## ABOUT THIS TASK
Your job is to return every line in the data holding the string "shirt".

[[ DATA SUPPLIED, beginning ]]

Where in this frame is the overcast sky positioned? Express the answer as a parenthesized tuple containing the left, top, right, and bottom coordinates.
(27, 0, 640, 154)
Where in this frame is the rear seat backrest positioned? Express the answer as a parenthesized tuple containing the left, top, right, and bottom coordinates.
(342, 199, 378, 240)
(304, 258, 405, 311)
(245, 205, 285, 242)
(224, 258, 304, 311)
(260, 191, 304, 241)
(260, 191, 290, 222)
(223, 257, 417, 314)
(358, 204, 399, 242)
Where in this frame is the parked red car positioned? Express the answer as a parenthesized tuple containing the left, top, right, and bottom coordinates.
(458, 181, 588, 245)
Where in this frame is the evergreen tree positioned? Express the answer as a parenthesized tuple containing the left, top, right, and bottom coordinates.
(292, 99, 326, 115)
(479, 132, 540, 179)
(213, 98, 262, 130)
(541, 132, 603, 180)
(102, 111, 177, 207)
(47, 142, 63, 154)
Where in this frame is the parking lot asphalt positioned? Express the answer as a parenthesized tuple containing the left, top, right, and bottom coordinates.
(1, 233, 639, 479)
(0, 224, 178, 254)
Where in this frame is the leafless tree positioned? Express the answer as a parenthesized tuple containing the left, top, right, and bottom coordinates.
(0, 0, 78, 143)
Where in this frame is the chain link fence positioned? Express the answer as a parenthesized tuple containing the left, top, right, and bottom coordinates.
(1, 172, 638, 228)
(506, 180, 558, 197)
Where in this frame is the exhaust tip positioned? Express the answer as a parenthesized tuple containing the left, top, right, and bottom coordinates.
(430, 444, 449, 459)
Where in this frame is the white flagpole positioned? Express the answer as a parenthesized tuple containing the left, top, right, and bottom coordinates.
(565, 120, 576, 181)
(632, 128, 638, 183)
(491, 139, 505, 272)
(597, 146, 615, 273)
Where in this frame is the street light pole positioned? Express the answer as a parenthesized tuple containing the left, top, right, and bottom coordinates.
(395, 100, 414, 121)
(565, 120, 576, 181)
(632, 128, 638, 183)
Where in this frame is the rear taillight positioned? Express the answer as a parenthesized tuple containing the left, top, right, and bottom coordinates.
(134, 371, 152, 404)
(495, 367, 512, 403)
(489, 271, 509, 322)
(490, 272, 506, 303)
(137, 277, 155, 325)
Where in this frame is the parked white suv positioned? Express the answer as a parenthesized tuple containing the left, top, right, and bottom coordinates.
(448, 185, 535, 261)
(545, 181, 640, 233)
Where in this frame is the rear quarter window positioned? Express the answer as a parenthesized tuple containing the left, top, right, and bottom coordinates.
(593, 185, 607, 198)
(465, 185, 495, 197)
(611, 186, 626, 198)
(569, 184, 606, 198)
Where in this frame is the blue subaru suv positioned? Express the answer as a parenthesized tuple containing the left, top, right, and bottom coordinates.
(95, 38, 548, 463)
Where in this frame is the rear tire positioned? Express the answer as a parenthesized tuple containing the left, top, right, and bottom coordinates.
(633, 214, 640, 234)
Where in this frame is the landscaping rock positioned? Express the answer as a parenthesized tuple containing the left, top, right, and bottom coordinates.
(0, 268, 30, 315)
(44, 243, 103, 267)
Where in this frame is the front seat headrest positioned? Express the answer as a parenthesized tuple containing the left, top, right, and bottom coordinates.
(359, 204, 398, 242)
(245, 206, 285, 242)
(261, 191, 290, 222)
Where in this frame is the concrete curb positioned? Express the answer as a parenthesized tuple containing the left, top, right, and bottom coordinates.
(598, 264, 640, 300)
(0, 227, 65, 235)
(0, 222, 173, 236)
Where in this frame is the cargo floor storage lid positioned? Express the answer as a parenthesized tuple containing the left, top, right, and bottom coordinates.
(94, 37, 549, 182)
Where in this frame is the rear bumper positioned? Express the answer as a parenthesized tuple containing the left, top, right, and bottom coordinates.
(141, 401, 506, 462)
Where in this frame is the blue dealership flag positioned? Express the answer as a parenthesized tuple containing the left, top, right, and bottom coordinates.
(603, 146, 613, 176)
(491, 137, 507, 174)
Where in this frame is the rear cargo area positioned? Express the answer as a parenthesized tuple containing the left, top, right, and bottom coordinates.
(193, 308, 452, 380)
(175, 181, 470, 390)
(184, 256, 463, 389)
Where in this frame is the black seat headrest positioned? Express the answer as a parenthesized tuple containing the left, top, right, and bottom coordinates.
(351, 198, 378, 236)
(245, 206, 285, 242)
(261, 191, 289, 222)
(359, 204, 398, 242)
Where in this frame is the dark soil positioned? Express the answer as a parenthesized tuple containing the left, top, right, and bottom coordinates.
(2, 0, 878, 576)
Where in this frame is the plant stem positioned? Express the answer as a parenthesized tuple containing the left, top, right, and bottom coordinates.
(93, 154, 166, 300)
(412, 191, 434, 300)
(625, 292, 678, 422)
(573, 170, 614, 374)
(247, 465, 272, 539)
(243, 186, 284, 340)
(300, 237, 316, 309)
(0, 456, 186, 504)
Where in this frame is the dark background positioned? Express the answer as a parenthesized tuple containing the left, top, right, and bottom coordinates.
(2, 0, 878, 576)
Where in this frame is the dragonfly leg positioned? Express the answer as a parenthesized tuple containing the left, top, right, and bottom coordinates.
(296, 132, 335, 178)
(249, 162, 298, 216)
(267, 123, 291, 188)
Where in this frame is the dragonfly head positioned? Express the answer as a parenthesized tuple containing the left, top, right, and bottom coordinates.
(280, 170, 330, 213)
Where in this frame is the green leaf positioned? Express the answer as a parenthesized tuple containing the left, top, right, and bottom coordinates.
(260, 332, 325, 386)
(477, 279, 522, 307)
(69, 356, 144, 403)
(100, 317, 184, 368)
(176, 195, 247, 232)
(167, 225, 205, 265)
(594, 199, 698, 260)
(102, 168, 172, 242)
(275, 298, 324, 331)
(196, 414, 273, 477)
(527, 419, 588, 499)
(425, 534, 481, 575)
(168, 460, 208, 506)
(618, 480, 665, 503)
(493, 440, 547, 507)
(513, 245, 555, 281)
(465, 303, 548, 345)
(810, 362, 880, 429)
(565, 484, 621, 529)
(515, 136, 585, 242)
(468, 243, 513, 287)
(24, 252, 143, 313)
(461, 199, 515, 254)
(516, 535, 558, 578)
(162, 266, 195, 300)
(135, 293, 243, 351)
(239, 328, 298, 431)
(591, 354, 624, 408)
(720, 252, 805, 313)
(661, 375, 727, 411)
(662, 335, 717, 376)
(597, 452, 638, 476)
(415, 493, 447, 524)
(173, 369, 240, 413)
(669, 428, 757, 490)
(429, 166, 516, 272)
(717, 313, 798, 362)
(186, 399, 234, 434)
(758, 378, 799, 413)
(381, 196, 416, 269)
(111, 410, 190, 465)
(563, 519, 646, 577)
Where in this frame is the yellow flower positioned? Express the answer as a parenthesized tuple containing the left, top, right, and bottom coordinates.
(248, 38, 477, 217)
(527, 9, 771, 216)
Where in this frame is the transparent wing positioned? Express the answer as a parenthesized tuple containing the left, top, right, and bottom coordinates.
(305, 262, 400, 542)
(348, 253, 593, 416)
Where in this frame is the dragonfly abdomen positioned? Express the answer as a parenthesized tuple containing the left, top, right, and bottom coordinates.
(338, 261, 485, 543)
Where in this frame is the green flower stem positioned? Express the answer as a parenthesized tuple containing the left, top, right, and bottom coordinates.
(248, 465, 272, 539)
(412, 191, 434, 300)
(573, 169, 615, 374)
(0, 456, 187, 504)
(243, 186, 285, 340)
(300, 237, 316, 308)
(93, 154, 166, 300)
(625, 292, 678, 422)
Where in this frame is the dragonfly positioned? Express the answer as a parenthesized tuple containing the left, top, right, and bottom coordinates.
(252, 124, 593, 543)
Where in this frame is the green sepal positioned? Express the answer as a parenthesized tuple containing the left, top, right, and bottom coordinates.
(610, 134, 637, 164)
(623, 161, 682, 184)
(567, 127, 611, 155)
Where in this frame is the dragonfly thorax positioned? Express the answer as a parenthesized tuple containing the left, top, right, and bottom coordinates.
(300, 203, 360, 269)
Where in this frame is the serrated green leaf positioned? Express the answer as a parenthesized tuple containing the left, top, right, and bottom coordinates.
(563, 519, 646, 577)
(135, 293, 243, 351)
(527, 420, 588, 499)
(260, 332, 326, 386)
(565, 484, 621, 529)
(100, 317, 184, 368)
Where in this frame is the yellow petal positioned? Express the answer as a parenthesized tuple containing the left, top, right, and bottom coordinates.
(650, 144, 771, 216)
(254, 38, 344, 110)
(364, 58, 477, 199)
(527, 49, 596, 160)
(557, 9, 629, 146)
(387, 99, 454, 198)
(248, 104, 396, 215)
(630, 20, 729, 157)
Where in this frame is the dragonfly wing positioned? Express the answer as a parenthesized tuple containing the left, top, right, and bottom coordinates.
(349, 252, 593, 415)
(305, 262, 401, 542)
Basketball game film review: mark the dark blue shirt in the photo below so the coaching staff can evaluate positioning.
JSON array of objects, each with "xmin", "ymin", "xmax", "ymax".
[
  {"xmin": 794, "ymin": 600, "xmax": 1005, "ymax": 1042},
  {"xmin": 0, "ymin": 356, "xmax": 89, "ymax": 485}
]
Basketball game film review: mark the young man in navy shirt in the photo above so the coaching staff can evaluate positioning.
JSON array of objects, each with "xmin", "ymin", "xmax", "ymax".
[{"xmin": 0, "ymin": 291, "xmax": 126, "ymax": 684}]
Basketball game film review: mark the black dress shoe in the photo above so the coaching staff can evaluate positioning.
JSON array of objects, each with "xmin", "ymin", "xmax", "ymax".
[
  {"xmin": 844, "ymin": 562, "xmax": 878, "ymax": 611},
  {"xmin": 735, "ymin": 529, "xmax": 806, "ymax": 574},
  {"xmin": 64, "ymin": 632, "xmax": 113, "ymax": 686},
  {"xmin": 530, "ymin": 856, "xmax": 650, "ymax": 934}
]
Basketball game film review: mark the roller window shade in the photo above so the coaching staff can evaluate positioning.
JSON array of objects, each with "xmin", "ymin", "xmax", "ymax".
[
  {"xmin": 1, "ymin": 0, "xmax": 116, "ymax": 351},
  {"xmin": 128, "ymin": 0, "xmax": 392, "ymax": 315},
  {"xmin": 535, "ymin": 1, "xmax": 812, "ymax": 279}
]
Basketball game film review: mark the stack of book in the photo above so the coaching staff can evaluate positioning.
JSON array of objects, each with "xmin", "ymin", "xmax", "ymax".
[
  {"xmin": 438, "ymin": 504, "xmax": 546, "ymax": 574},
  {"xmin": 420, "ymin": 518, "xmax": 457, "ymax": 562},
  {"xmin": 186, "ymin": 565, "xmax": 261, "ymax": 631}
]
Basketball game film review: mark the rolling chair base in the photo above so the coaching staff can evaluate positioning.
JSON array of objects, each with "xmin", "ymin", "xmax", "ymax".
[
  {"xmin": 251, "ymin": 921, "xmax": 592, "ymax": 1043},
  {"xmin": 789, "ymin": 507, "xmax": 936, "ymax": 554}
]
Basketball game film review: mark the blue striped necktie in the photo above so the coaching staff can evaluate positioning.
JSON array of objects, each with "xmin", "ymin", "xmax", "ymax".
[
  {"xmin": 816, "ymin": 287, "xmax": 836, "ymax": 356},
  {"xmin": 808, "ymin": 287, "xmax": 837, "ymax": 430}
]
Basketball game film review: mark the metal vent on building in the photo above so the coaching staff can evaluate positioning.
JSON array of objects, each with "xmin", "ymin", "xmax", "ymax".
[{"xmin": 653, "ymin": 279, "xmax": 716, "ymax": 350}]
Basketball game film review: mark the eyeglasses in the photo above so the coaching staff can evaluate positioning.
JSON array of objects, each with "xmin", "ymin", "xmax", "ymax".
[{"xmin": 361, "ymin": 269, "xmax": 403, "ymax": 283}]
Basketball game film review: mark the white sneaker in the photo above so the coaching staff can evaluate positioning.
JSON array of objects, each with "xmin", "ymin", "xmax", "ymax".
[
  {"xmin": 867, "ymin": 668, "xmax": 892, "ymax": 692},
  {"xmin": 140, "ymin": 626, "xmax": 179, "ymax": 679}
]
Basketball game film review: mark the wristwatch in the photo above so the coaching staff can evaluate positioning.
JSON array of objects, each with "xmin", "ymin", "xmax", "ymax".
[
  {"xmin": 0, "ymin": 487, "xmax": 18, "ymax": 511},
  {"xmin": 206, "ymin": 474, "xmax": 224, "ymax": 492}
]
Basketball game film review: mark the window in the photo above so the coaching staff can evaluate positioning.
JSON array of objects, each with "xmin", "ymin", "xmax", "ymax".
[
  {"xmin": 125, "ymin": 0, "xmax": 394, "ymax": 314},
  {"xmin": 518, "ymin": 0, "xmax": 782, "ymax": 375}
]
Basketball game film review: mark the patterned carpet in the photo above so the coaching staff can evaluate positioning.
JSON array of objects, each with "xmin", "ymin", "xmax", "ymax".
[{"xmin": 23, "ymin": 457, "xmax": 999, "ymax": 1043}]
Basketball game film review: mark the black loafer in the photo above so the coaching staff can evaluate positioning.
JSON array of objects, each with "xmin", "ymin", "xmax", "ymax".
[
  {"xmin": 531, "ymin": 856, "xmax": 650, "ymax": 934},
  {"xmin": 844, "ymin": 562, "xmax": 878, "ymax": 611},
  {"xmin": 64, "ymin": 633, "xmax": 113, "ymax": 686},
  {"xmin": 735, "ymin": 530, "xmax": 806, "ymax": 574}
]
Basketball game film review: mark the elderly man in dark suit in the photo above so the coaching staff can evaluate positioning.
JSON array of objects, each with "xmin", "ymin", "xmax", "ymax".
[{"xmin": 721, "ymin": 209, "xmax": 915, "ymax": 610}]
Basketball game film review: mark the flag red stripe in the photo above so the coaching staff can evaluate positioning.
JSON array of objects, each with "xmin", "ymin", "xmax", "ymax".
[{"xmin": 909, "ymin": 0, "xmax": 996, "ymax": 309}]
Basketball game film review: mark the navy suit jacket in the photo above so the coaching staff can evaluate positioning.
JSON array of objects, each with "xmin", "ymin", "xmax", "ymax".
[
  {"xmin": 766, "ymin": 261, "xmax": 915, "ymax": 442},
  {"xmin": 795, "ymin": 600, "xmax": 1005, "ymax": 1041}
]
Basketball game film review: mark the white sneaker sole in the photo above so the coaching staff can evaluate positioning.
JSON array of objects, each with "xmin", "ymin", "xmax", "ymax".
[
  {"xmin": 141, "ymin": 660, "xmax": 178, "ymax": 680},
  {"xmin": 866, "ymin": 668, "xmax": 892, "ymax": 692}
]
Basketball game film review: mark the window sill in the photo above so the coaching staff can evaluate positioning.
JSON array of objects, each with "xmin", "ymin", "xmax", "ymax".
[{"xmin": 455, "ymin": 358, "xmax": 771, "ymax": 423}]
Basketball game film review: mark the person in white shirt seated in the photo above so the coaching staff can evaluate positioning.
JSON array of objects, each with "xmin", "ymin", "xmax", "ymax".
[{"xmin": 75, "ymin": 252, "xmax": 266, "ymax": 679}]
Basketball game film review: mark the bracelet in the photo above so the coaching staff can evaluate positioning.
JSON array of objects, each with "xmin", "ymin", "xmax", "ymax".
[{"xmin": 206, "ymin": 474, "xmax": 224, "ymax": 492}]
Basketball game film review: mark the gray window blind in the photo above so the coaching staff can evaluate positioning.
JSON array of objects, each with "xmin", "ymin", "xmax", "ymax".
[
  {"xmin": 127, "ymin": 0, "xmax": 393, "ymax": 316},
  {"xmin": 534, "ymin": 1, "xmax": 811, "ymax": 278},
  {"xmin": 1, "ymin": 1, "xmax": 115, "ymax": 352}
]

[[ DATA SUPPLIED, end ]]

## ANSWER TO THE PROBLEM
Basketball game film review: mark the dark blue shirt in the photo below so the coaching staff can evaluate positioning.
Basketball game film review: mark the young man in navy shirt in the photo above so the coaching staff can evaluate positioning.
Basketball game film review: mark the person in white shirt seated in the photo above so the coaching staff can evaluate positioning.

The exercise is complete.